Output the records exactly, and drop each picture.

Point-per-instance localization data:
BEGIN

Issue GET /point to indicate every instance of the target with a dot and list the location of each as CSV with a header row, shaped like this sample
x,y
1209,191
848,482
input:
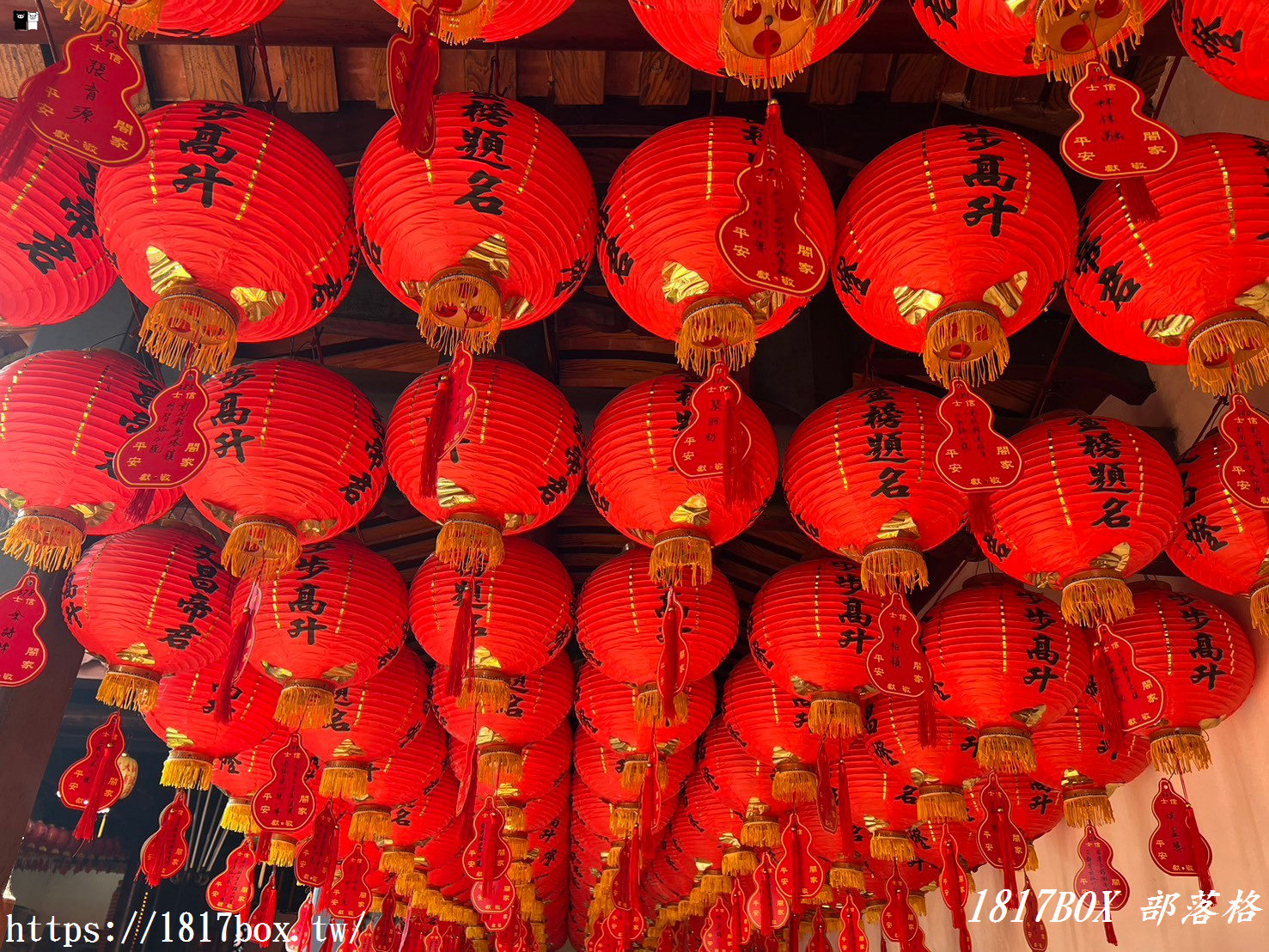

END

Your response:
Issue GET /point to indicate every instance of the target with a dot and list the location of each as CSV with a header row, shaped like this sample
x,y
1209,191
848,482
input:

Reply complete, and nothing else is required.